設問
[A] 次の(i)〜(iii)が下の抜粋の内容と合っているかどうかを、「はい」か「いいえ」で答えなさい。それぞれ、判断の決め手となる抜粋の語句を正確に引用して添えること。
(i) 筆者は『自分の中に毒を持て』を高校生の時に百円で買った。
(ii) 筆者が好きな岡本太郎の言葉は「芸術は爆発だ!」である。
(iii) 太陽の塔の内部は予約なしで自由に見学できる。
[B] 下の一覧から、語「tree」を含む行をすべて抜き出しなさい。

抜粋
高校生の時にBOOKOFFにて百円で買った『自分の中に毒を持て』を読んで以来すっかり岡本太郎の虜である。

上京したての頃は、
TAROフリークの友人と共に “TAROめぐり”と称して関東各所にある岡本太郎ゆかりの地を巡ったりもした。

“芸術は爆発だ!”が最も有名な岡本太郎の言葉だが、僕が好きなのは“字は絵だろ”である。

“字は絵だと思う”
みたいなどこぞの広告みたいな無責任な言葉じゃなくって理不尽なまでに言い切っちゃうその強さに惚れる。

岡本太郎の作品には、生命の発露みたいな強烈なエネルギーをビリビリと感じる。
僕はそれに触れるたび「必死に生きろ!」と叱られたような気持ちになってハッと目が醒める。

太陽の塔は昨年春に
約40年ぶりに一般公開された。

それで、今年の夏にようやく
京都への帰省の合間を縫って
行けることとなった。

中には『生命の樹』と呼ばれる作品が
一部を除いて当時のままに展示されている。

真っ赤なセンセーショナルな空間に
圧倒され、そして階段を上りながら
人類の進歩を感じとってゆくアートに
感動を受けないわけがない。

しかし、結論から言うと
あまりよく分からなかった
というのが本音ではある。

1時間ごとの完全予約制という
こともあって社会科見学みたいな感じで
楽しまなければならない。

使用する一覧
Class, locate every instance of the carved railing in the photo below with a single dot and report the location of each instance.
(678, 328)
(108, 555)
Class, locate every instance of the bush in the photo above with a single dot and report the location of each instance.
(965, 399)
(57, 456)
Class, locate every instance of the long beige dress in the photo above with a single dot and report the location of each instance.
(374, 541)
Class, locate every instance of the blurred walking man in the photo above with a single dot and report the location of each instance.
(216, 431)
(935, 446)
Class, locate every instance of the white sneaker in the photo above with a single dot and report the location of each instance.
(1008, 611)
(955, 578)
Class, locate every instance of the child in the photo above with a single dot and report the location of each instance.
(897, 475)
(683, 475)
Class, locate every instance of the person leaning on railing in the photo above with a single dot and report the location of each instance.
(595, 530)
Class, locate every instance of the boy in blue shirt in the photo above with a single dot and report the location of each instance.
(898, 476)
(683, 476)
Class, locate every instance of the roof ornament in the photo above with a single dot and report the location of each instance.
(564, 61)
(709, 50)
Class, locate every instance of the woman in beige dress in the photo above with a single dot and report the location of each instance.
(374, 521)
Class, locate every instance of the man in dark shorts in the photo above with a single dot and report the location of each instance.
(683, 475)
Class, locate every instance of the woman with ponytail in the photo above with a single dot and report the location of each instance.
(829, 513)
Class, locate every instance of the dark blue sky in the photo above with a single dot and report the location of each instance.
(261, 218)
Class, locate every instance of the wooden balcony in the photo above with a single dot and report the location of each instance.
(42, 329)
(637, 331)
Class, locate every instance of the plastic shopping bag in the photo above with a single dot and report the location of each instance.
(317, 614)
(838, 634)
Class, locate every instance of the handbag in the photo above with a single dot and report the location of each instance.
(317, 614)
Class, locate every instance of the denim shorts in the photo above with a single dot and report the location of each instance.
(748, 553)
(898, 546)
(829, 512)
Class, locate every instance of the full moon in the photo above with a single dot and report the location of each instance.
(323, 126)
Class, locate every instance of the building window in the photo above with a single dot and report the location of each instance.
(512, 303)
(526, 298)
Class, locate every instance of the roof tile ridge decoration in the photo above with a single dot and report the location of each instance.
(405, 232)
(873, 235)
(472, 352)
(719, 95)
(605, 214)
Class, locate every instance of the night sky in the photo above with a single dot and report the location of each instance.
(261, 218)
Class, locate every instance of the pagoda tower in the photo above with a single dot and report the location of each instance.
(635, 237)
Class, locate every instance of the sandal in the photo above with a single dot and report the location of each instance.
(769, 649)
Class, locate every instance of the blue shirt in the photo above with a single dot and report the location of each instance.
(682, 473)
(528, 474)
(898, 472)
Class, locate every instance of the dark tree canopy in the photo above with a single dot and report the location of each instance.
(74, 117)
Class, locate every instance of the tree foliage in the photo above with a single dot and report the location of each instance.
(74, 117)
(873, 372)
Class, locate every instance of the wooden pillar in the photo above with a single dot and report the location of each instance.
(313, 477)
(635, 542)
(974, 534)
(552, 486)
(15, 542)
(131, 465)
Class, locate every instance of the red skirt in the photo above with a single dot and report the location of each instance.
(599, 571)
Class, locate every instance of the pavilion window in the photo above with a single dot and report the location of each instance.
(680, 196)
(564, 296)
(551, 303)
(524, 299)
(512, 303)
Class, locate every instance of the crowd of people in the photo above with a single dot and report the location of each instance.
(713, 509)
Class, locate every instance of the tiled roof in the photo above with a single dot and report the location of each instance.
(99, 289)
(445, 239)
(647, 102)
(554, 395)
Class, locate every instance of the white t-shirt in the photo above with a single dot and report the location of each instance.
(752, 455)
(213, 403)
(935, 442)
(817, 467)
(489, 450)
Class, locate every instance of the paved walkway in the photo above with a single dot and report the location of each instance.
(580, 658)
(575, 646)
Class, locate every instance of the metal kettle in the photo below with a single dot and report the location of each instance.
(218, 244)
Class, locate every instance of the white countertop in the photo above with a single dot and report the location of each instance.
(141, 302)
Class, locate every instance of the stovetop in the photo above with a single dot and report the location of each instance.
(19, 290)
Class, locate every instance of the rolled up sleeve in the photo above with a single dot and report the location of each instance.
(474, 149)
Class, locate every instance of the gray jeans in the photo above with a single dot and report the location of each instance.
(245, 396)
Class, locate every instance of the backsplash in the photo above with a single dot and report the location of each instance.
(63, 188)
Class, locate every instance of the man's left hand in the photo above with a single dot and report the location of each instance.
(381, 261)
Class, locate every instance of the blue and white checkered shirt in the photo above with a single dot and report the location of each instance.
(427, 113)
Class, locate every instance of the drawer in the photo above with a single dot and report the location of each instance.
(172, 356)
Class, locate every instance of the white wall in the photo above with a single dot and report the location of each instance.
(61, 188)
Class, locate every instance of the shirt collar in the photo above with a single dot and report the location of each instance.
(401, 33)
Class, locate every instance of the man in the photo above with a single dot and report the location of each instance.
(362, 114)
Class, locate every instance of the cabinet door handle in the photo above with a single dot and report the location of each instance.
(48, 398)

解答
[A]
(i) はい。「高校生の時にBOOKOFFにて百円で買った『自分の中に毒を持て』」
(ii) いいえ。「僕が好きなのは“字は絵だろ”である」
(iii) いいえ。「1時間ごとの完全予約制」

[B]
Class, locate every instance of the dark tree canopy in the photo above with a single dot and report the location of each instance.
Class, locate every instance of the tree foliage in the photo above with a single dot and report the location of each instance.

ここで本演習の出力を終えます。